__EXERCISE INSTRUCTIONS__: Look below. Copy each line that has "after" in it.

__DATA EXCERPTS__:
^^^^^^^^^^^^^^^^

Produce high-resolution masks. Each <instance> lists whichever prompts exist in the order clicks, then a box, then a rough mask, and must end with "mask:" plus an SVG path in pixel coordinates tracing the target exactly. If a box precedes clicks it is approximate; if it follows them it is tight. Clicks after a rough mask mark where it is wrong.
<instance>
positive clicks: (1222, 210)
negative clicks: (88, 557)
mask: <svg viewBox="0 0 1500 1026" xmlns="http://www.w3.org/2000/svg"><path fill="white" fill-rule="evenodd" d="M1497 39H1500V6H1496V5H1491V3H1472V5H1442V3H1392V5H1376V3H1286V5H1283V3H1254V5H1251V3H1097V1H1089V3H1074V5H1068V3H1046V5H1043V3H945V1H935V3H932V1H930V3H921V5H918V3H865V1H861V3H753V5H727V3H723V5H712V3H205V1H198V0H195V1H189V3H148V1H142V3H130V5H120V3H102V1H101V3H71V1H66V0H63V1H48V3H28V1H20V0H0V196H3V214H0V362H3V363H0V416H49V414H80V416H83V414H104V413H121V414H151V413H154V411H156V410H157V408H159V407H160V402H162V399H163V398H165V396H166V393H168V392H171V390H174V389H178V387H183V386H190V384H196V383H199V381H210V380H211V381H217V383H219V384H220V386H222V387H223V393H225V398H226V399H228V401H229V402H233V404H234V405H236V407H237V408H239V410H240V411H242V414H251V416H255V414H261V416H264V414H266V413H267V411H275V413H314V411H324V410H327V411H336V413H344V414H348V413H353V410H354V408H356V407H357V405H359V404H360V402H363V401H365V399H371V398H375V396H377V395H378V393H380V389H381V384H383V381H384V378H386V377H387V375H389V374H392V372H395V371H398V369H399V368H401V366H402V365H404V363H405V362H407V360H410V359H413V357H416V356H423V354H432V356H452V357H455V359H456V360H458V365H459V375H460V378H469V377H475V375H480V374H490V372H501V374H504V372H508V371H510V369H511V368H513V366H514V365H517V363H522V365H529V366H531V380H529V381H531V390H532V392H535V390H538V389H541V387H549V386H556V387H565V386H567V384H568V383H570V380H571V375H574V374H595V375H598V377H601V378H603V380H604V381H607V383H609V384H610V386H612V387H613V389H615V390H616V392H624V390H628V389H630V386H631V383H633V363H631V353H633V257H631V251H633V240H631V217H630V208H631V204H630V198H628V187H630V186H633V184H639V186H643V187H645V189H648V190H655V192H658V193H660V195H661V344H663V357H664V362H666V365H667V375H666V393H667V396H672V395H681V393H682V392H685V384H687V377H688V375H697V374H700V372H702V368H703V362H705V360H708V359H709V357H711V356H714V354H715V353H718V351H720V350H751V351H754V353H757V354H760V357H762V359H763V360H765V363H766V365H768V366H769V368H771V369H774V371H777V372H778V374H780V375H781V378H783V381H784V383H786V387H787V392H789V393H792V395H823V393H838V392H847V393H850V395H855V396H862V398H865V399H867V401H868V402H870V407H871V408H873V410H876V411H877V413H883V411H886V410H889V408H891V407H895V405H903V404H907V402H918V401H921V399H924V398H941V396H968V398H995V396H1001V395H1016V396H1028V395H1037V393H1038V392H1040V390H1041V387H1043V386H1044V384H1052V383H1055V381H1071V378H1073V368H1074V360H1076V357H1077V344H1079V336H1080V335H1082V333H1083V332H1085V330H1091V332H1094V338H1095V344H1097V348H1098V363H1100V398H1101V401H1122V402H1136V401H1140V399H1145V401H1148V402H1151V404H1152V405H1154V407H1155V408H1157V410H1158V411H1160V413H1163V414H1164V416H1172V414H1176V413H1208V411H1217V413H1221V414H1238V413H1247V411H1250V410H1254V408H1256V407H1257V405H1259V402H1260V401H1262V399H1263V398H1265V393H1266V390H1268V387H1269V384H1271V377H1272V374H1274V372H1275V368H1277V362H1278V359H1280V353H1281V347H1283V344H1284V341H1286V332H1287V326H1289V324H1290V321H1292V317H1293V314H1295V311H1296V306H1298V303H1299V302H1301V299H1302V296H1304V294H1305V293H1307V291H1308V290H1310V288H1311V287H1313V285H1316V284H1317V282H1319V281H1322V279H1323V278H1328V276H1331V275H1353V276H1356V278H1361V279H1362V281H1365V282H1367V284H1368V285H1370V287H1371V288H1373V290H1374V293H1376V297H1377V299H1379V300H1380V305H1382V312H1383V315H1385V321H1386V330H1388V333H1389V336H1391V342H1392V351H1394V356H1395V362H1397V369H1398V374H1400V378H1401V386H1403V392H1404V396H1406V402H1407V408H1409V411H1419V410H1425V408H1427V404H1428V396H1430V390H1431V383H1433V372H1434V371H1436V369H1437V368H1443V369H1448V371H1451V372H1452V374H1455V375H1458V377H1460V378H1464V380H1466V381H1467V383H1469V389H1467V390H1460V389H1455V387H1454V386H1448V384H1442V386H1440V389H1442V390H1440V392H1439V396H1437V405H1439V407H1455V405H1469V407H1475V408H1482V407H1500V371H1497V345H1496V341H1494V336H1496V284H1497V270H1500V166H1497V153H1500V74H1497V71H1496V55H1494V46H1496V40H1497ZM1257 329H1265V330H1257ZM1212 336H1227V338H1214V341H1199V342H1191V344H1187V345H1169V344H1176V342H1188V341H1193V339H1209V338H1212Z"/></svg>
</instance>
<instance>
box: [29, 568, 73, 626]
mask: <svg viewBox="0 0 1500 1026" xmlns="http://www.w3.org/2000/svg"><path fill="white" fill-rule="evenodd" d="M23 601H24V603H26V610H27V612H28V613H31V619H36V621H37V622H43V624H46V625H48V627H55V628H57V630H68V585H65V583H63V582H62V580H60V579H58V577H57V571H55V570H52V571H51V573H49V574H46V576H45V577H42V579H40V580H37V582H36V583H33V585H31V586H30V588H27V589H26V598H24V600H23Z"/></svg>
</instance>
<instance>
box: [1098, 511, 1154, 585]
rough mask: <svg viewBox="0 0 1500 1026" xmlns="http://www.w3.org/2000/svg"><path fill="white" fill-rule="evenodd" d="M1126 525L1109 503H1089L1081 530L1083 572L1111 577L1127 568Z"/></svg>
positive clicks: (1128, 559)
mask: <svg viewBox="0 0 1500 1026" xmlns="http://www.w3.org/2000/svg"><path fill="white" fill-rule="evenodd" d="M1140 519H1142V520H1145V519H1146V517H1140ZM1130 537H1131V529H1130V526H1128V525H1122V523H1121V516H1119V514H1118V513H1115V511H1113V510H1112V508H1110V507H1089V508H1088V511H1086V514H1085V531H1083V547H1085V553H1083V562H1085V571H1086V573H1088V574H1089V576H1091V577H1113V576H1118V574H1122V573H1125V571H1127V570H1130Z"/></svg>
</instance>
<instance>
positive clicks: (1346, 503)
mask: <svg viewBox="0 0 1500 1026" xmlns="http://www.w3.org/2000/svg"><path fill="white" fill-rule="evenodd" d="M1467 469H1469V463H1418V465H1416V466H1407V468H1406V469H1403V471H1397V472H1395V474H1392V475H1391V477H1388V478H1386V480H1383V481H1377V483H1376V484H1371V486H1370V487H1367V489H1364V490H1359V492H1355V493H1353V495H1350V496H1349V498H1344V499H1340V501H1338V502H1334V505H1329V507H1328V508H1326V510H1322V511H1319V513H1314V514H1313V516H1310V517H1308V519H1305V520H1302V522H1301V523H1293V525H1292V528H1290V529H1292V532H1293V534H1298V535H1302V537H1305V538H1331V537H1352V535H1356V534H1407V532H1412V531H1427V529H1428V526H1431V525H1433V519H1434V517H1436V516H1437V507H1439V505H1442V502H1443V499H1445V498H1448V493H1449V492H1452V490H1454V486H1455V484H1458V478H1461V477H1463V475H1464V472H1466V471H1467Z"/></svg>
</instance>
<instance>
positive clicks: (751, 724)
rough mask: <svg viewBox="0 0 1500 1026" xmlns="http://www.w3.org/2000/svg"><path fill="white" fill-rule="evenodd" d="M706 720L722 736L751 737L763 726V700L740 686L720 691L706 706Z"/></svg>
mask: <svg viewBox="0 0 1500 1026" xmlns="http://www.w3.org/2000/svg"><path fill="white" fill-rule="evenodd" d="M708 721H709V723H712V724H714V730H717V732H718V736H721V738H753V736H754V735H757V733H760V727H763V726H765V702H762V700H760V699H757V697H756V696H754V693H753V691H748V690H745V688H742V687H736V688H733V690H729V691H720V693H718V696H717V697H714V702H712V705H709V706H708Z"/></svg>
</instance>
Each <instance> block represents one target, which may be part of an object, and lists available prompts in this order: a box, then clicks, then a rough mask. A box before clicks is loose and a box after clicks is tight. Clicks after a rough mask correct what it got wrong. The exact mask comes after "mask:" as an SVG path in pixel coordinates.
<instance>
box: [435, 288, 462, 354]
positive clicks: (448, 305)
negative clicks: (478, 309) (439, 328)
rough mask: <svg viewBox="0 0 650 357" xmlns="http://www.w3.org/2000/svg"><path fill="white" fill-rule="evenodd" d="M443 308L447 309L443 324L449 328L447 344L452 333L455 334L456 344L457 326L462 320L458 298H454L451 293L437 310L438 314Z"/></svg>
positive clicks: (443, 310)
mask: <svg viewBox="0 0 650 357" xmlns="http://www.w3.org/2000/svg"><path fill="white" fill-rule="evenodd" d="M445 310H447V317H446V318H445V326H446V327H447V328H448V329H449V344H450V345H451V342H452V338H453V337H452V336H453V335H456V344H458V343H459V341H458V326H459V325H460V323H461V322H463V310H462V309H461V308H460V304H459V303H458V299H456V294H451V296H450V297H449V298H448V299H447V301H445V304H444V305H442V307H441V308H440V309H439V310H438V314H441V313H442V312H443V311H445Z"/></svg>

^^^^^^^^^^^^^^^^

__ANSWER TO THIS EXERCISE__:
Produce high-resolution masks. Each <instance> lists whichever prompts exist in the order clicks, then a box, then a rough mask, and must end with "mask:" plus an SVG path in pixel coordinates tracing the target exactly. If a box precedes clicks it is approximate; if it follows them it is tight. Clicks after a rough mask mark where it is wrong.
Each <instance> block represents one target, which may be part of an object, and lists available prompts in this order: a box, then clicks, then a rough mask. A box before clicks is loose and a box after clicks is tight. Clicks after a rough mask correct what it got wrong. The exact mask comes after "mask:" as an SVG path in pixel coordinates.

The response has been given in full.